- **Extracted text**:
□ □ □
Member of the Utah Senate from the 11th district
- Incumbent
- Assumed office December 17, 2025
- Preceded by: Daniel Thatcher

Personal details
- Born: 1989 or 1990 (age 35–36)
- Party: Forward
- Children: 3
- Education: Brigham Young University–Idaho

= Emily Buss (politician) =

American politician

Emily Buss (born 1990) is an American politician and nonprofit executive who is a member of the Utah State Senate, representing the 11th district as a member of the Forward Party. She won a poll held by the party to choose a successor for outgoing Forward senator Daniel Thatcher, who resigned on December 12, 2025.

Buss has been named one of Utah Business "2026 Forty Under 40" and one of Utah’s 2026 "Remarkable Women". Her nonprofit, Birthday Box Foundation was recognized by Utah’s Governor’s Office of Economic Development as one of "100 Utah Companies Championing Women by the Governor’s Office of Economic Opportunity".

== Career ==
Buss served as an AmeriCorps member, where she focused on community service and program development. That led her to the One Utah Service Fellowship, where she became a licensed SSW and case manager.

Buss is a nonprofit director, having co-founded Birthday Box Foundation with her husband Joel, a nonprofit that sends boxes of birthday party supplies to children in need. Buss has been named one of Utah Business "2026 Forty Under 40" and one of Utah’s 2026 "Remarkable Women". Birthday Box Foundation was recognized by Utah’s Governor’s Office of Economic Development as one of "100 Utah Companies Championing Women” in 2025.
□ □ □
- **Records provided**:
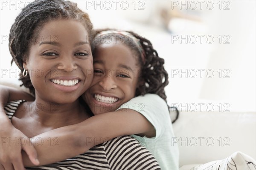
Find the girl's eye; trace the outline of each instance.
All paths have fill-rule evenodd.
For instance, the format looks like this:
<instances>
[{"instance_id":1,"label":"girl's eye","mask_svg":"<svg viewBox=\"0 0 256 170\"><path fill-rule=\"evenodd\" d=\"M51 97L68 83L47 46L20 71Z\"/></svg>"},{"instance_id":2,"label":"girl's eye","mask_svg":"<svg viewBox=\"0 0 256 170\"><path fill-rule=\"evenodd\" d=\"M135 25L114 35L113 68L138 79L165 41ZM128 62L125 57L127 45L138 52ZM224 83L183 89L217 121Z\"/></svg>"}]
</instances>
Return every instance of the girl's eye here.
<instances>
[{"instance_id":1,"label":"girl's eye","mask_svg":"<svg viewBox=\"0 0 256 170\"><path fill-rule=\"evenodd\" d=\"M75 54L75 55L79 55L80 56L87 56L87 55L88 55L88 54L84 53L84 52L78 52L77 53L76 53Z\"/></svg>"},{"instance_id":2,"label":"girl's eye","mask_svg":"<svg viewBox=\"0 0 256 170\"><path fill-rule=\"evenodd\" d=\"M128 76L125 75L118 75L117 76L120 77L122 77L122 78L130 78L130 77L129 77Z\"/></svg>"},{"instance_id":3,"label":"girl's eye","mask_svg":"<svg viewBox=\"0 0 256 170\"><path fill-rule=\"evenodd\" d=\"M45 53L44 53L43 54L43 55L46 55L46 56L53 56L53 55L58 55L55 52L46 52Z\"/></svg>"}]
</instances>

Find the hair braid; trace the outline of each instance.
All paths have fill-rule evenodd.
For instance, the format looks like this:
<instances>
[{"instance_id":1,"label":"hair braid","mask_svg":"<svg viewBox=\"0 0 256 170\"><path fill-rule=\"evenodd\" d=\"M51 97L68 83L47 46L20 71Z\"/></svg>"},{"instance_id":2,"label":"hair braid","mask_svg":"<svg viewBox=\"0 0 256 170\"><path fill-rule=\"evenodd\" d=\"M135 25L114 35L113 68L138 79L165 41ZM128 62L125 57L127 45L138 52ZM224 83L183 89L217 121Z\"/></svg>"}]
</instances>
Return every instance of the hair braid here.
<instances>
[{"instance_id":1,"label":"hair braid","mask_svg":"<svg viewBox=\"0 0 256 170\"><path fill-rule=\"evenodd\" d=\"M38 43L40 29L46 23L58 19L72 19L81 22L91 35L93 25L87 13L75 3L64 0L35 0L23 8L16 17L9 36L9 49L12 60L21 71L28 57L31 45ZM20 80L35 95L35 89L29 76L20 75Z\"/></svg>"}]
</instances>

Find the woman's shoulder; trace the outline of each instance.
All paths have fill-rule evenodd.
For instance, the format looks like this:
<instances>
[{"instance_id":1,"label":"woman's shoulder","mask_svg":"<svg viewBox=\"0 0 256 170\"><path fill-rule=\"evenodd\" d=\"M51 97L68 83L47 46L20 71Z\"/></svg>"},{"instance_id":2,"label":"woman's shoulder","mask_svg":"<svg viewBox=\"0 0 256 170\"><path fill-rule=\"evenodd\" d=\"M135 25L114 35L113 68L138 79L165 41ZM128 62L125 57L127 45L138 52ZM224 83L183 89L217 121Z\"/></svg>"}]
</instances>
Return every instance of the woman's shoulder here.
<instances>
[{"instance_id":1,"label":"woman's shoulder","mask_svg":"<svg viewBox=\"0 0 256 170\"><path fill-rule=\"evenodd\" d=\"M4 109L8 118L11 120L19 107L25 102L25 100L9 101L4 105Z\"/></svg>"}]
</instances>

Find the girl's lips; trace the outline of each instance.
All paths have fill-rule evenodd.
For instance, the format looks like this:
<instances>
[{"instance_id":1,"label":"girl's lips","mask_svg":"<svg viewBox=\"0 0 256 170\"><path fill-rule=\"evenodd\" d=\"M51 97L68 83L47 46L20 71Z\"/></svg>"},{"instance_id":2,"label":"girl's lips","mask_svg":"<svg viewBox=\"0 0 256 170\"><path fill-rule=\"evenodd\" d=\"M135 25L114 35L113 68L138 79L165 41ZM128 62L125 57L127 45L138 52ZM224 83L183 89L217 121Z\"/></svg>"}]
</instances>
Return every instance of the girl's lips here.
<instances>
[{"instance_id":1,"label":"girl's lips","mask_svg":"<svg viewBox=\"0 0 256 170\"><path fill-rule=\"evenodd\" d=\"M108 107L108 108L112 108L112 107L117 107L117 105L118 104L119 104L120 103L119 101L119 99L118 99L118 100L115 102L114 103L105 103L105 102L101 102L101 101L98 101L97 100L96 100L96 99L95 99L95 98L94 97L94 95L92 95L92 101L95 103L97 105L100 105L102 107L103 107L104 108L105 108L105 107ZM115 109L115 110L116 110L116 109L117 109L117 108L116 108ZM110 111L110 109L108 109L108 110L107 110L107 112L109 112Z\"/></svg>"}]
</instances>

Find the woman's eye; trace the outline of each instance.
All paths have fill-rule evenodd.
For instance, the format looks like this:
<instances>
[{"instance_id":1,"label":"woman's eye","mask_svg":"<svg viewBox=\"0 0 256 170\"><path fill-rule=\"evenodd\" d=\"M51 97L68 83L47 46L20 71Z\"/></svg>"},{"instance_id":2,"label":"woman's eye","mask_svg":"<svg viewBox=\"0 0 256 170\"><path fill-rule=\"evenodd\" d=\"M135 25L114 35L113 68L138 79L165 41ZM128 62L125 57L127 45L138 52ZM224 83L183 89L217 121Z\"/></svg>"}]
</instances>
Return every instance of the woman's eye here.
<instances>
[{"instance_id":1,"label":"woman's eye","mask_svg":"<svg viewBox=\"0 0 256 170\"><path fill-rule=\"evenodd\" d=\"M45 53L44 53L43 55L47 55L47 56L53 56L53 55L58 55L55 52L46 52Z\"/></svg>"},{"instance_id":2,"label":"woman's eye","mask_svg":"<svg viewBox=\"0 0 256 170\"><path fill-rule=\"evenodd\" d=\"M123 78L129 78L130 77L128 76L125 75L117 75L117 76L122 77Z\"/></svg>"},{"instance_id":3,"label":"woman's eye","mask_svg":"<svg viewBox=\"0 0 256 170\"><path fill-rule=\"evenodd\" d=\"M95 74L95 73L103 73L103 72L100 70L98 70L98 69L95 69L93 71L93 72Z\"/></svg>"},{"instance_id":4,"label":"woman's eye","mask_svg":"<svg viewBox=\"0 0 256 170\"><path fill-rule=\"evenodd\" d=\"M84 52L78 52L77 53L76 53L75 54L75 55L79 55L79 56L87 56L87 55L88 55L88 54L87 53L84 53Z\"/></svg>"}]
</instances>

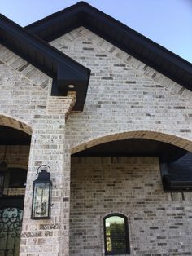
□ □ □
- **Set of tasks**:
a) Gather each line of the listing that contains the string "Return" and copy it out.
b) Carry on the article about Emily Buss past its final sentence.

- **Outputs by task**:
a)
Return every instance of the girl's eye here.
Return every instance of the hair braid here.
Return every instance of the woman's shoulder here.
Return every instance of the girl's lips here.
Return every instance of the woman's eye here.

b)
Buss was sworn in as Utah’s only third-party state legislator and the youngest sitting Utah State Senator on December 17, 2025, at age 35.

=== Legislative service ===
Buss assumed office in 2025 and serves on the General Government Appropriations Subcommittee, the Senate Government Operations and Political Subdivisions Committee, the Senate Government Operations Confirmation Committee, the Senate Health and Human Services Committee, and the Social Services Appropriations Subcommittee.

== Personal life ==
Buss lives in western Utah County with her husband and their three children.

==Electoral history==
=== Eagle Mountain City Council Election ===
Buss announced her candidacy for one of two city council seats up for election in Eagle Mountain, Utah, on June 16, 2025. Buss received 17% of the vote in the municipal open primary, tied for third-place among six candidates, and advanced to the general election with four other candidates. Buss received 24.3% of the vote in the general election, finishing in third-place and just shy of winning a city council seat.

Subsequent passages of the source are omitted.